§ Goal
List every line of the listing below that contains the string "robe", matching case exactly.

Records from a point-labeling set:

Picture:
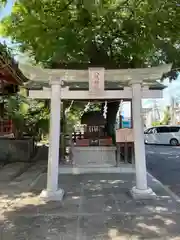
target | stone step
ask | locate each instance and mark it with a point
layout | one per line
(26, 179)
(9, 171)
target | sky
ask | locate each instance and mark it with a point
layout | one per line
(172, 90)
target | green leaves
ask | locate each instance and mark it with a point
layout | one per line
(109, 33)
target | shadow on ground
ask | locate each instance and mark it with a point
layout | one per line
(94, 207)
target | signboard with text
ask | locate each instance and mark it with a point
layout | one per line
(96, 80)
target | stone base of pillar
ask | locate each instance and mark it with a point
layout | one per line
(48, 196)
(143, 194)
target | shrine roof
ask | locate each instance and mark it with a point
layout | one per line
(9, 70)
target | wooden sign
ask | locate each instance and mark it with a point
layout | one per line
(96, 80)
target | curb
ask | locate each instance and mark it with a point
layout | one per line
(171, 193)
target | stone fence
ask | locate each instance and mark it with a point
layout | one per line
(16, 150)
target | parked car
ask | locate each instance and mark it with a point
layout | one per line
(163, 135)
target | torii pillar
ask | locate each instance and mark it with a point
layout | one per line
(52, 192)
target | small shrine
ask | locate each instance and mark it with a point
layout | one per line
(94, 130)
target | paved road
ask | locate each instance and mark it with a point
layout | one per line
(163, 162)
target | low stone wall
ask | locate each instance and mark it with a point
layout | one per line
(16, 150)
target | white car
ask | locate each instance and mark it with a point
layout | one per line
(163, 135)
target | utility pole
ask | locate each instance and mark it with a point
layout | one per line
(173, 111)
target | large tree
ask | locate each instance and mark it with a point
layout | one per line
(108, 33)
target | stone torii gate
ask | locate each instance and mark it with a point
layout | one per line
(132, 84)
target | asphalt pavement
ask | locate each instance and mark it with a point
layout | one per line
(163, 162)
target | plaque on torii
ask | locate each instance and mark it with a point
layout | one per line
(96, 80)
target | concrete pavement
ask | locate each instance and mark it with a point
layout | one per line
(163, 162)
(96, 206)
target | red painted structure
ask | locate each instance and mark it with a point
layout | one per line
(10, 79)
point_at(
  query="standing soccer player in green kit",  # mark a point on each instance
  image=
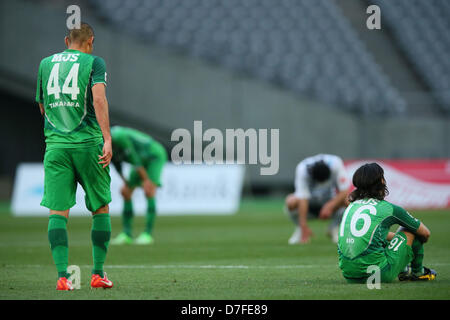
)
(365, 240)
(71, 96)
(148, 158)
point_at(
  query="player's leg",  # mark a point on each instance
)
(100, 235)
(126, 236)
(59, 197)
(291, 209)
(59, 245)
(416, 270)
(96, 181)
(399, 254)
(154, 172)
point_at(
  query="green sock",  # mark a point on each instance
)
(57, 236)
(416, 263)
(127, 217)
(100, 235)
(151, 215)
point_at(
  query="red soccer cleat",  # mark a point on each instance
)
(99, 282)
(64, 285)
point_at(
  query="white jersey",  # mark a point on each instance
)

...

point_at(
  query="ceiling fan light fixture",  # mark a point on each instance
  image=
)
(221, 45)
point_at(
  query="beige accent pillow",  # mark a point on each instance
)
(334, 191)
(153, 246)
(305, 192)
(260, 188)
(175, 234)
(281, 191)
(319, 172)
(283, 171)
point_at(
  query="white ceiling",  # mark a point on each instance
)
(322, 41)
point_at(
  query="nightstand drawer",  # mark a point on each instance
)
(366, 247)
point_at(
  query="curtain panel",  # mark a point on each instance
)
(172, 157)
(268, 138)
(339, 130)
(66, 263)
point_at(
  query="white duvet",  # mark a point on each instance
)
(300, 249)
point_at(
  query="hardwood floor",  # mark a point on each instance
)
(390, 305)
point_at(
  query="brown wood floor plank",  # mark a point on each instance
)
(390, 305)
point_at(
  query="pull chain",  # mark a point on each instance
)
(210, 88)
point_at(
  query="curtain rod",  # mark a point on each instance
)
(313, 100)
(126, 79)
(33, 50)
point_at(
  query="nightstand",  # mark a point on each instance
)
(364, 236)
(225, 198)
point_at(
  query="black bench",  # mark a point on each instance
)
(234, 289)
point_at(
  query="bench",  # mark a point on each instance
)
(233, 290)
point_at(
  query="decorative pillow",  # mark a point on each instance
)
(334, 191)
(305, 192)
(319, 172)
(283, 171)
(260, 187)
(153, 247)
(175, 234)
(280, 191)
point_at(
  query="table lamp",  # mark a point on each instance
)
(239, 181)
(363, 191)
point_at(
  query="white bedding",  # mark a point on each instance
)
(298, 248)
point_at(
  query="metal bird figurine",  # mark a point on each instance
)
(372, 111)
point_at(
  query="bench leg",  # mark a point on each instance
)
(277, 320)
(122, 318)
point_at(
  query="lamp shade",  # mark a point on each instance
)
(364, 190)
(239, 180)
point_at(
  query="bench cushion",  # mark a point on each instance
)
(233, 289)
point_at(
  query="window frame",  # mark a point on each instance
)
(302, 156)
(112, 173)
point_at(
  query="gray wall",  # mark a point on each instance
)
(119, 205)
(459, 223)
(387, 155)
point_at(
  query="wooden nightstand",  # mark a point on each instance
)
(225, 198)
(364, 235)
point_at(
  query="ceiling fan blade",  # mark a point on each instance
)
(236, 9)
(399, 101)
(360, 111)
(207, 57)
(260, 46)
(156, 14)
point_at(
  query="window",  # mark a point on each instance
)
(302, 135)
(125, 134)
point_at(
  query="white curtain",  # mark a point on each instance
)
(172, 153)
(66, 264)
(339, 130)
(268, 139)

---

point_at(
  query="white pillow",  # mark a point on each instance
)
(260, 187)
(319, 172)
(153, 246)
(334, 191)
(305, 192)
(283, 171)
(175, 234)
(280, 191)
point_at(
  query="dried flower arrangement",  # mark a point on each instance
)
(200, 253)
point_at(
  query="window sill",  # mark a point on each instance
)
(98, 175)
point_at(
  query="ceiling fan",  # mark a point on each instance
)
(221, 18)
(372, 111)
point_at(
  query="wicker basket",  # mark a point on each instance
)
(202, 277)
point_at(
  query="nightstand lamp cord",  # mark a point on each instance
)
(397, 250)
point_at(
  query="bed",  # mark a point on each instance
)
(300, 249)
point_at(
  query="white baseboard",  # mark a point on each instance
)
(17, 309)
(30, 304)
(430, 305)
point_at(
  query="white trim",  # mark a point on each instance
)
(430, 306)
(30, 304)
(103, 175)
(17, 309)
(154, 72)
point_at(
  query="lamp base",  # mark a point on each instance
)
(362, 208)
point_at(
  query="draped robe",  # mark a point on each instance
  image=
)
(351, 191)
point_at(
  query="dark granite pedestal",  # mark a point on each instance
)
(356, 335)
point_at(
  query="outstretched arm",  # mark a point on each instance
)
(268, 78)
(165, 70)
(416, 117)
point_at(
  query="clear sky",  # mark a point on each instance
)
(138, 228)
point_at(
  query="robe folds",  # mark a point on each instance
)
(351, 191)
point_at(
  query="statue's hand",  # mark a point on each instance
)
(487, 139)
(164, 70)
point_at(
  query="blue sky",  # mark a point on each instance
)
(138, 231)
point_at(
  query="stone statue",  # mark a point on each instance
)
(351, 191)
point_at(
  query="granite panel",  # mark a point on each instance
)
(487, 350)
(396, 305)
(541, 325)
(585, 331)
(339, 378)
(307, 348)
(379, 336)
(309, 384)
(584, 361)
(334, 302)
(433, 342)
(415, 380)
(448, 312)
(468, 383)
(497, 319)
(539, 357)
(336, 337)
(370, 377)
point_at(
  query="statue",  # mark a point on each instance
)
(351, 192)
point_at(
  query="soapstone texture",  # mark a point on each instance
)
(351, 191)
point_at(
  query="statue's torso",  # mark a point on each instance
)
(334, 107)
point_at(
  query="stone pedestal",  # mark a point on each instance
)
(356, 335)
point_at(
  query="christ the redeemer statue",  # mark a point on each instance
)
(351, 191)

§ Complete response
  query="draped robe",  # mark a point on each instance
  query="robe folds",  # mark a point on each instance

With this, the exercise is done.